*** VORLIEGENDER AUSZUG

Mangelnder Datenschutz bei Office 365: Die Schulen in Baden-Württemberg haben die Reissleine gezogen.

Schulen in Baden-Württemberg, die bis zu den Sommerferien noch immer den Cloud-Dienst von Microsoft (MS 365) nutzten, müssen sich seit Sommer nach Alternativen umschauen. 
Schulen, die der Ansicht sind, dass ihr Einsatz und ihre Konfiguration von MS 365 den rechtlichen Anforderungen genügt und die den Cloud-Dienst weiter nutzen möchten, müssen nun begründen, wie sie den datenschutzkonformen Betrieb sicherstellen und dies entsprechend ihrer Rechenschaftspflicht eindeutig nachweisen wollen.

Dies betrifft auch das Videokonferenz- und Chat-Programm „Teams“. MS 365 (früher: Office 365) ist ein Programm, mit dem Dokumente, Bilder und andere Dateien grundsätzlich online auf Computern des Anbieters gespeichert sowie E-Mails von diesem verwaltet, empfangen und gesendet werden.

Jede Schule ist nicht nur für den Datenschutz verantwortlich – sie sind auch rechenschaftspflichtig

Die Schulen sind verantwortlich für alle Datenverarbeitungen, die an ihrer Schule stattfinden – nicht die Kultusministerien oder die Anbieter von Soft- und Hardware, sondern jede Schule. Sie sind rechenschaftspflichtig, gegenüber den Schülerinnen und Schülern, den Eltern, der Schulaufsicht und der Aufsicht der Datenschützer. Keine leichte Aufgabe.

******
*** BEREITGESTELLTE DATEN

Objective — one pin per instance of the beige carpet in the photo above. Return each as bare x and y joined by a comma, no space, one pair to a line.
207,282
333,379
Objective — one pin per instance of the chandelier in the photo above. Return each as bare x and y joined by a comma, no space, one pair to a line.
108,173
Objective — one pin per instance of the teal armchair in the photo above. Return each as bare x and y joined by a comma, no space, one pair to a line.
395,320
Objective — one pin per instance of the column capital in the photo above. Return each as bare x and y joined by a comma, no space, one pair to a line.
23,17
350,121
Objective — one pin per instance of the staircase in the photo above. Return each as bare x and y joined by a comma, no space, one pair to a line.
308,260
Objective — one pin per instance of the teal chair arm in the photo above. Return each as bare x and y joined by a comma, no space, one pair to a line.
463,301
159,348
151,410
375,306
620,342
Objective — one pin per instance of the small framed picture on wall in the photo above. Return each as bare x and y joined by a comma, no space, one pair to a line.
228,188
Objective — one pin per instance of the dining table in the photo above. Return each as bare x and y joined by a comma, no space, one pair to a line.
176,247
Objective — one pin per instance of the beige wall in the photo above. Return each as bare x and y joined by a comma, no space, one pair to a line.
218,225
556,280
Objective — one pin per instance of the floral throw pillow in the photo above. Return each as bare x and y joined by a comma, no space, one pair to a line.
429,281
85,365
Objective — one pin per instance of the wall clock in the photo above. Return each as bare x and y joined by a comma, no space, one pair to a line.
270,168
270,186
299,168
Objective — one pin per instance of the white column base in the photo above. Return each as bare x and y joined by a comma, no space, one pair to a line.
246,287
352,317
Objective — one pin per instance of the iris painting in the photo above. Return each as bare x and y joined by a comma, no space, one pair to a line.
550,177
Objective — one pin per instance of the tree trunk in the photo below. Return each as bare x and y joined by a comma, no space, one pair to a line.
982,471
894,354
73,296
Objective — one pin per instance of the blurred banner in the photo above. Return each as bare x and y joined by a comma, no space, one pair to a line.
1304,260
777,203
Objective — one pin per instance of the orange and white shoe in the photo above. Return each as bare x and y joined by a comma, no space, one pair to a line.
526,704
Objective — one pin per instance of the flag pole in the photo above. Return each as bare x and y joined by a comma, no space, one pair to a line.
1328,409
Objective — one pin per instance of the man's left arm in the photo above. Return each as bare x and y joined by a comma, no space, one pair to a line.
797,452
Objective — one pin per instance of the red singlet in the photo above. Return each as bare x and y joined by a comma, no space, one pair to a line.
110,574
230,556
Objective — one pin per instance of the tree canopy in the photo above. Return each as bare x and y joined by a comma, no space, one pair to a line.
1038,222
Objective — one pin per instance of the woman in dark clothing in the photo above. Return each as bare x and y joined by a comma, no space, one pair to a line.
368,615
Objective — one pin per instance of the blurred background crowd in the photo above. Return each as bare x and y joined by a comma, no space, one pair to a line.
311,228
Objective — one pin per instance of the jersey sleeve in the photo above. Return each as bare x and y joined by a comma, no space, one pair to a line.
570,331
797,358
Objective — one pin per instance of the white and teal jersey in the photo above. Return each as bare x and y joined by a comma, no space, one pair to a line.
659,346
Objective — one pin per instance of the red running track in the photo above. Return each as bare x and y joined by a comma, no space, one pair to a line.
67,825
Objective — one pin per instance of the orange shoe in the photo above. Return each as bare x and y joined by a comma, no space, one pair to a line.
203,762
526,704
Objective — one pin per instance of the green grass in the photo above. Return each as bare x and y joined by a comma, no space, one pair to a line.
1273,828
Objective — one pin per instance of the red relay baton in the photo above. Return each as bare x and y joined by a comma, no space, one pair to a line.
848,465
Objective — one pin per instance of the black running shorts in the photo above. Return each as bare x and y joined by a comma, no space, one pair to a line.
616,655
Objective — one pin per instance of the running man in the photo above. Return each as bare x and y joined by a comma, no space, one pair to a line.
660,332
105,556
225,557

******

### SCHRIFTLICHE AUFGABE A
Gib aus dem Text über den Datenschutz bei Office 365 die Passage zwischen „Mangelnder Datenschutz bei“ und „und gesendet werden.“ einschließlich wortwörtlich wieder.
### SCHRIFTLICHE AUFGABE B
Schreibe nur die Zeilen der Einträge zwischen der Zeile mit „Objective — one pin per instance of the running“ und dem Ende der Einträge, beides einschließlich, als JSON-Liste von Zeichenketten um, eine Zeichenkette pro Zeile und ohne Leerzeilen.

### LÖSUNG DER ÜBUNG A
Mangelnder Datenschutz bei Office 365: Die Schulen in Baden-Württemberg haben die Reissleine gezogen.

Schulen in Baden-Württemberg, die bis zu den Sommerferien noch immer den Cloud-Dienst von Microsoft (MS 365) nutzten, müssen sich seit Sommer nach Alternativen umschauen. 
Schulen, die der Ansicht sind, dass ihr Einsatz und ihre Konfiguration von MS 365 den rechtlichen Anforderungen genügt und die den Cloud-Dienst weiter nutzen möchten, müssen nun begründen, wie sie den datenschutzkonformen Betrieb sicherstellen und dies entsprechend ihrer Rechenschaftspflicht eindeutig nachweisen wollen.

Dies betrifft auch das Videokonferenz- und Chat-Programm „Teams“. MS 365 (früher: Office 365) ist ein Programm, mit dem Dokumente, Bilder und andere Dateien grundsätzlich online auf Computern des Anbieters gespeichert sowie E-Mails von diesem verwaltet, empfangen und gesendet werden.

### LÖSUNG DER ÜBUNG B
[
  "Objective — one pin per instance of the running man in the photo above. Return each as bare x and y joined by a comma, no space, one pair to a line.",
  "660,332",
  "105,556",
  "225,557"
]